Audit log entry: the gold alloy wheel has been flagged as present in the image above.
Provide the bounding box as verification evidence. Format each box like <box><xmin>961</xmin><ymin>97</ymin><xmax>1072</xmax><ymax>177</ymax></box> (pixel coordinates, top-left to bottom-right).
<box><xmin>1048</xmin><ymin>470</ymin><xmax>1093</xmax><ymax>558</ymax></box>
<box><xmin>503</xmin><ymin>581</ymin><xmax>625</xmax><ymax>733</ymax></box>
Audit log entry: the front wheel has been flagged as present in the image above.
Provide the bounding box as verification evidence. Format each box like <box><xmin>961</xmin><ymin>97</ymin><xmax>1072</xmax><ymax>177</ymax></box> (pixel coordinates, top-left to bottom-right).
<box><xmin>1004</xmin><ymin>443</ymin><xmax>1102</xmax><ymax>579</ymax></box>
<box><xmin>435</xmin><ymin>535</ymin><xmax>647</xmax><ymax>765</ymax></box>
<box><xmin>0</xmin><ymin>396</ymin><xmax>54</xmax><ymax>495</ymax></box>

OBJECTIVE:
Update the rows above by changing "verification evidence" to "supporting evidence" wherever it appears, and leave all other text unchanged.

SOLUTION TO THIS TASK:
Audit log entry: the gold alloy wheel has been flagged as present in the image above.
Provide the bounding box as supporting evidence. Format each box like <box><xmin>961</xmin><ymin>97</ymin><xmax>1072</xmax><ymax>177</ymax></box> (pixel coordinates, top-left to bottom-right).
<box><xmin>1048</xmin><ymin>470</ymin><xmax>1093</xmax><ymax>558</ymax></box>
<box><xmin>503</xmin><ymin>581</ymin><xmax>625</xmax><ymax>733</ymax></box>
Audit log entry: the front wheel has been flagged as present in the image above.
Provide the bounding box as supporting evidence. Format each box like <box><xmin>961</xmin><ymin>97</ymin><xmax>1072</xmax><ymax>177</ymax></box> (pixel coordinates, top-left to bottom-right).
<box><xmin>1004</xmin><ymin>443</ymin><xmax>1102</xmax><ymax>579</ymax></box>
<box><xmin>435</xmin><ymin>535</ymin><xmax>647</xmax><ymax>765</ymax></box>
<box><xmin>0</xmin><ymin>396</ymin><xmax>54</xmax><ymax>495</ymax></box>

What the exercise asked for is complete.